▶
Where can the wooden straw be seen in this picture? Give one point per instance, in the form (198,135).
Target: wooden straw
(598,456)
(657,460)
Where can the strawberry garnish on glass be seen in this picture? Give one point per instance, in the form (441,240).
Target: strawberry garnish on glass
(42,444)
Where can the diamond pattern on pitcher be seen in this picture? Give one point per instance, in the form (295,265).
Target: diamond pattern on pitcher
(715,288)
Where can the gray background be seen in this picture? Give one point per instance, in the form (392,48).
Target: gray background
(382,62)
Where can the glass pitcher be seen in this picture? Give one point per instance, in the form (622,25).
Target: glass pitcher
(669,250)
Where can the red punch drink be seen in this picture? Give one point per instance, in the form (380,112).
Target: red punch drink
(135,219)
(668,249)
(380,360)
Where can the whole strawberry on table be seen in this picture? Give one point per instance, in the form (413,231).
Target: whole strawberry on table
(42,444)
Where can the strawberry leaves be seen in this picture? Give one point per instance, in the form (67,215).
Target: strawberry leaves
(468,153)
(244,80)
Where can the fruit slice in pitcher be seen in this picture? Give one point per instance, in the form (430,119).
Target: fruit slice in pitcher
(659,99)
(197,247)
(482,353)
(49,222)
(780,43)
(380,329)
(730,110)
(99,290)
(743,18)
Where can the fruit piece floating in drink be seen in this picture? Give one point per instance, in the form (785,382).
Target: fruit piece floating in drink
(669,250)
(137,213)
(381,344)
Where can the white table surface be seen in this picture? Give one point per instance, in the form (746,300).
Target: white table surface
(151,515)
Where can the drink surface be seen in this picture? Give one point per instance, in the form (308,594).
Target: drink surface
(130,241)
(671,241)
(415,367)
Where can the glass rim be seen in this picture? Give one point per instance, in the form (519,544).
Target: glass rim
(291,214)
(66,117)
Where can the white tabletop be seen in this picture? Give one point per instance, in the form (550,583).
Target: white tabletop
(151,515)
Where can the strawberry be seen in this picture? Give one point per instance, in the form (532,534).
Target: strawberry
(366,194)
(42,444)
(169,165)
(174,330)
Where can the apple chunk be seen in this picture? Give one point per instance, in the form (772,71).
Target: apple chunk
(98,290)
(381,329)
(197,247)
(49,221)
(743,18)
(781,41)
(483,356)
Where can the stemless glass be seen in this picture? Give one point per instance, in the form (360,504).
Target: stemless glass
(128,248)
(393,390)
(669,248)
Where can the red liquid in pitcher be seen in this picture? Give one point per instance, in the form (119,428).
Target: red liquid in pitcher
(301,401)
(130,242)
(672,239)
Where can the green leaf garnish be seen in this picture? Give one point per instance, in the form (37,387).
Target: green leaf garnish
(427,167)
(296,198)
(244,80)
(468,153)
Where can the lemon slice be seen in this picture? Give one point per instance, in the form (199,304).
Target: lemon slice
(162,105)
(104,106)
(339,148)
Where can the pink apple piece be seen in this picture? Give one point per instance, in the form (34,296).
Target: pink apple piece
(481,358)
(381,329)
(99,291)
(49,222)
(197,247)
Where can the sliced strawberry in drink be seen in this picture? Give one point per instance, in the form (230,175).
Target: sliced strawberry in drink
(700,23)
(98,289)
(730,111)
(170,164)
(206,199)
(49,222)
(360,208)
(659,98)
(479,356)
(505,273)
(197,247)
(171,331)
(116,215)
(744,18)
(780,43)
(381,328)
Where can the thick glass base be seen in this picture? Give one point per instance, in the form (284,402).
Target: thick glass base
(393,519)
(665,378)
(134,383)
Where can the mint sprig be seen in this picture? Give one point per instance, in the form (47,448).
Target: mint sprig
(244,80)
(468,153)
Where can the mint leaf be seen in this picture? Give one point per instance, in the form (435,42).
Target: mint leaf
◀
Set down only the lines above that fall between the line holding "Where can the sliced" and the line holding "Where can the thick", inclusive, keeping each exact.

Where can the sliced strawberry in drink be seen in this picture? Give one point per instance, in the form (230,175).
Target: sliced strawberry in drink
(700,23)
(98,289)
(730,111)
(170,164)
(206,199)
(49,222)
(360,208)
(659,98)
(479,356)
(505,273)
(197,247)
(171,331)
(116,215)
(744,18)
(780,43)
(381,328)
Where can the thick glass base be seen in this picture? Give one point per instance, in the form (284,402).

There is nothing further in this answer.